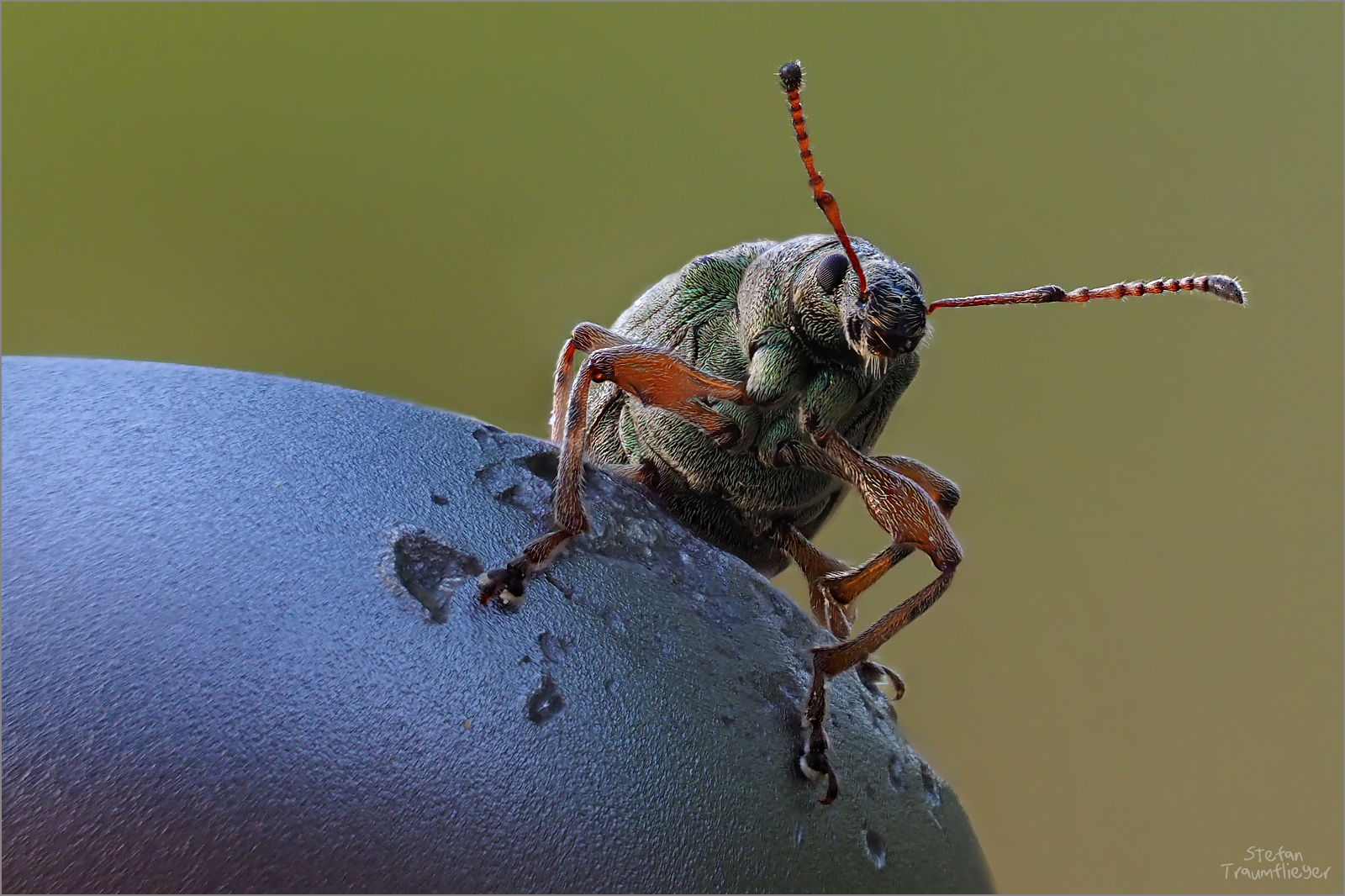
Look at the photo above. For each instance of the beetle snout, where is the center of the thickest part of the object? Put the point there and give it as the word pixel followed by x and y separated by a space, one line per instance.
pixel 888 342
pixel 889 323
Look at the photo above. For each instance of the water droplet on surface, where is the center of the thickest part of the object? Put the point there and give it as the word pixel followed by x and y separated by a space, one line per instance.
pixel 894 774
pixel 931 784
pixel 874 848
pixel 545 701
pixel 556 649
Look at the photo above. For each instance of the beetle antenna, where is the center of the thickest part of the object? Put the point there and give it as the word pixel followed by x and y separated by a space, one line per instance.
pixel 1221 286
pixel 791 81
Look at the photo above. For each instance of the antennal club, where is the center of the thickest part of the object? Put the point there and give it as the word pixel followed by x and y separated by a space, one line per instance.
pixel 791 81
pixel 1221 286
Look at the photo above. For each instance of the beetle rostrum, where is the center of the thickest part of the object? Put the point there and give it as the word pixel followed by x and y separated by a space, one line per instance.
pixel 746 390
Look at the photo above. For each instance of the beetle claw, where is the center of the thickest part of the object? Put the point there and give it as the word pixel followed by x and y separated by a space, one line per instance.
pixel 504 579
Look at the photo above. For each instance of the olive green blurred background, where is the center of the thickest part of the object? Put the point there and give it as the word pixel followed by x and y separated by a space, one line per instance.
pixel 1137 674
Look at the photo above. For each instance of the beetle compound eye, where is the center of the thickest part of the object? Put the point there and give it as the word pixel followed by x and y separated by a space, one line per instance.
pixel 831 271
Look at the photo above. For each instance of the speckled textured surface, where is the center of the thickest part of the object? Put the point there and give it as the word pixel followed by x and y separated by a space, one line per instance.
pixel 242 651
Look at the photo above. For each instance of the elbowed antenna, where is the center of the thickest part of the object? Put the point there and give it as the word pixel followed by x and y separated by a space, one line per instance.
pixel 1221 286
pixel 791 81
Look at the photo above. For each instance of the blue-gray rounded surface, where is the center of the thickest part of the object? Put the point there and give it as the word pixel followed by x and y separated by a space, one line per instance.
pixel 242 651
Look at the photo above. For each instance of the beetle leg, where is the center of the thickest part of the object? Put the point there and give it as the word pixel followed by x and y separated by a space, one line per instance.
pixel 584 338
pixel 942 488
pixel 903 506
pixel 656 377
pixel 814 564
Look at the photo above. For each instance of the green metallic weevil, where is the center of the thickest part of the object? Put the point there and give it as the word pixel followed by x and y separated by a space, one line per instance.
pixel 746 390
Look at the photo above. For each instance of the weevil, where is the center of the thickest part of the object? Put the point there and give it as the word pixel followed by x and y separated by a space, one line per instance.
pixel 746 390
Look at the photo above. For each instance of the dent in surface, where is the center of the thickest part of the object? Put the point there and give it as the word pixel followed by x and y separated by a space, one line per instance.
pixel 245 705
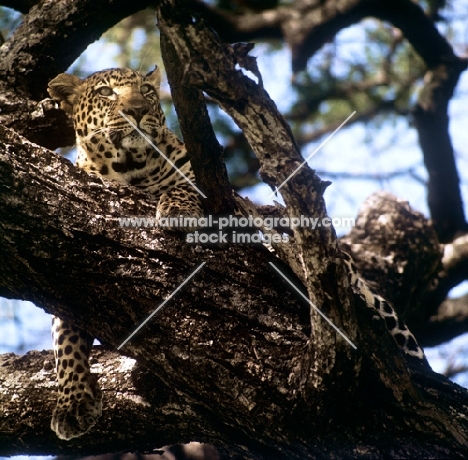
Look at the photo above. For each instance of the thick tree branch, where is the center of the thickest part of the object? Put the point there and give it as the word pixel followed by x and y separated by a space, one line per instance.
pixel 199 137
pixel 211 67
pixel 139 411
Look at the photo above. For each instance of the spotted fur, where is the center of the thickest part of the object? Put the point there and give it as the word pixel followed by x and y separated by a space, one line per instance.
pixel 108 145
pixel 396 326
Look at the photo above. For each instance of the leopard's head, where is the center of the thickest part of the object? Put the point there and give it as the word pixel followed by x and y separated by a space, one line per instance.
pixel 102 106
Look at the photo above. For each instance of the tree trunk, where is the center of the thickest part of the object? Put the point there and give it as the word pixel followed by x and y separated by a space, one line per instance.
pixel 236 359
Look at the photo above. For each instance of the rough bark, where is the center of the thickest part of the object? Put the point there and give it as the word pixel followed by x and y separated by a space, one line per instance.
pixel 257 372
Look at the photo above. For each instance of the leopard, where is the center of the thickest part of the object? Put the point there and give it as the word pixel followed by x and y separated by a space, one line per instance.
pixel 121 135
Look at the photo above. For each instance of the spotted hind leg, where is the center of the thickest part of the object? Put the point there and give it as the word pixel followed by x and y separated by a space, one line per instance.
pixel 79 396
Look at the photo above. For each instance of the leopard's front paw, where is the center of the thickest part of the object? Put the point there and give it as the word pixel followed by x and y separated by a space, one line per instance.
pixel 78 408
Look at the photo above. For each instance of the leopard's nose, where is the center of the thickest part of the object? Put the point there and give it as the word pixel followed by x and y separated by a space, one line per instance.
pixel 137 112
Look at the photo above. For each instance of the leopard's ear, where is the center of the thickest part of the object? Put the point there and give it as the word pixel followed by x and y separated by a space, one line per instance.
pixel 66 89
pixel 155 77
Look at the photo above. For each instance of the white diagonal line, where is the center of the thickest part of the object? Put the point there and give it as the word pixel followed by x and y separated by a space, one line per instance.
pixel 160 306
pixel 147 139
pixel 313 306
pixel 310 156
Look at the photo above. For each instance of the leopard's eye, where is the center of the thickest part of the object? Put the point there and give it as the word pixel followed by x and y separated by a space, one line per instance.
pixel 146 89
pixel 105 91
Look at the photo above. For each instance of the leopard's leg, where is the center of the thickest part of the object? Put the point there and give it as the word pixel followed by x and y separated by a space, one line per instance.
pixel 181 200
pixel 79 396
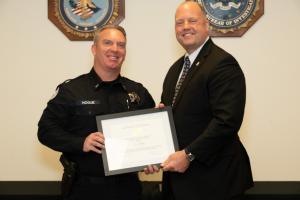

══════

- _Work required_: Give back the records exactly, minus any pictures.

- _Exercise result_:
Look at the photo above. For each instance of the beetle snout, where is the center of the thickest part of the object? Put the point there and give it as the word pixel followed by x and y separated by a space, one line per instance.
pixel 888 342
pixel 889 323
Look at the photo above. For each instance of the water droplet on surface, where is the center of the thickest part of the object? Put the point there and give it as the word pixel followed by x and y separated by a space, one line per instance.
pixel 894 774
pixel 931 784
pixel 874 848
pixel 545 701
pixel 556 649
Look at the photo above. For each instance of the beetle antenna, where is the center of the thickest part of the object? Put the point there and give it as the word pixel followed by x and y separated by a space, one line per instance.
pixel 1221 286
pixel 791 81
Look at the photo above. For each instance of the antennal club, where is the center of the thickest part of the object? Put the point there and give it as the word pixel followed by x and y separated by a space, one line per instance.
pixel 791 81
pixel 1221 286
Look at the photo above. For each instance of the beetle rostrum, where is the center of the thickest part of the object? Put the point there and give it as the word pixel followed by x and y separated by a space, one line per instance.
pixel 746 390
Look at the photo above. For each instance of the beetle claw, where is the center of the thickest part of the object? Put the point there and give it as the word pixel followed by x and y separated by a space, one line per instance.
pixel 504 579
Look at the photo above. For each instance of the olive green blurred background, where is the center of the thickest part of the object? Put the point there and give it as the word pixel followed by x and y separated by a space, one line per instance.
pixel 1137 674
Look at the photo above. For each instance of the beetle compound eye, where is the center of the thickest part of the object? Put the point there and give it as the word pixel followed by x and y separated by a space, one line per instance.
pixel 831 271
Look at the photo above. For each instance of the speckled textured surface, where is the center of the thickest part of the object? Put the point there and give it as the word pixel followed by x and y separated by a space, one line per instance.
pixel 242 651
Look at the photo above. For each instance of the elbowed antenna, where is the center of the thickest part of the object? Put the point there and give it as the word pixel followed by x and y separated by a space, one line per instance.
pixel 1221 286
pixel 791 81
Look at the photo above. For each instance of the blue-gray rounded surface, where is the center of the thickest part of the object? Put the point there and give it as the word pixel followed by x and y separated by a space, one line per instance.
pixel 242 651
Look at the photo above. For each instance of the beetle leg, where is the center of the thickest part of the object? Put the point there and give it as the word pixel followed by x and y separated by a space, one line per instance.
pixel 584 338
pixel 942 488
pixel 903 506
pixel 656 377
pixel 814 564
Look at the photo above. For each instance of the green metallic weevil, where is the center of the thickest part of the object? Put the point there and give it as the word pixel followed by x and y separated by a space, one line per instance.
pixel 746 390
Look at the photo above. For each instance of the weevil, where is the center of the thickest part of the object? Put the point there and give it as the word pixel followed by x and y separated by a space, one line per instance.
pixel 746 390
Look at the photo above. For each instance of the dent in surface, where is the center of the thickest part of the object? Put the point there and give it as the word pixel followed by x and y separated by a space, one line per instance.
pixel 245 705
Look at the photo above. For each instance of the thick tree branch, where is the center of the thickest part of the object? Put the point there and give it as the word pixel followed by x and y separated by a space, one line per instance.
pixel 199 137
pixel 211 67
pixel 139 411
Look at the photo above. For each instance of the spotted fur, where is the center of the thickest part of the object? Put the point there and give it as the word pixel followed by x and y separated by a space, one line per instance.
pixel 108 145
pixel 396 326
Look at the photo above. For each instance of the leopard's head, where is the center of the thickest part of the object? Put the point there and give it as the word pixel followed by x and y separated by a space, one line per instance.
pixel 102 106
Look at the photo above. For each instance of the tree trunk, where is the center of the thickest part of the object? Put the point there and give it as the word pixel followed by x and y separated by a space, one line per instance.
pixel 236 359
Look at the photo above. For each instance of the rough bark, where is the center of the thickest part of the object? Put the point there and give it as the word pixel followed by x and y separated by a space, one line per instance.
pixel 257 372
Look at the photo above. For each instance of the leopard, where is the center of the thickest part of the object? Put the point there and give it as the word pixel followed by x and y separated by a space, one line per instance.
pixel 121 135
Look at the photo above. For each instance of the spotted hind leg, where is the center of the thickest part of the object? Put the point there and give it as the word pixel followed by x and y separated by a space, one line per instance.
pixel 79 396
Look at the photo above. For each instance of the leopard's front paw, where is the center of the thickest part of the object? Put the point there and give it as the word pixel followed by x and y separated by a space, one line per instance.
pixel 78 408
Look at the photo above. For each instance of the leopard's nose, where is the center of the thickest part of the object? Put the point there and give it as the word pixel followed by x and y separated by a space, one line per instance.
pixel 137 112
Look at the photo above. For each instance of the leopard's ear, where is the center of the thickest part of the object? Put the point there and give it as the word pixel followed by x and y separated by a space, one line per instance.
pixel 66 89
pixel 155 77
Look at the photo above. For each instance of the white diagonal line, where is the center of the thickest part of the object? Put the point there and give it as the word pixel followed by x and y separated by a space, one line per instance.
pixel 160 306
pixel 147 139
pixel 313 306
pixel 310 156
Look at the photo above. For each instance of the leopard's eye, where is the center of the thickest part of the object? Put the point there and give it as the word pixel followed by x and y separated by a space, one line per instance.
pixel 146 89
pixel 105 91
Look at the photo above. For each instance of the leopard's leg, where is the center of the thickest part of the object? Put the point there and give it as the word pixel followed by x and y separated by a space, one line per instance.
pixel 181 200
pixel 79 396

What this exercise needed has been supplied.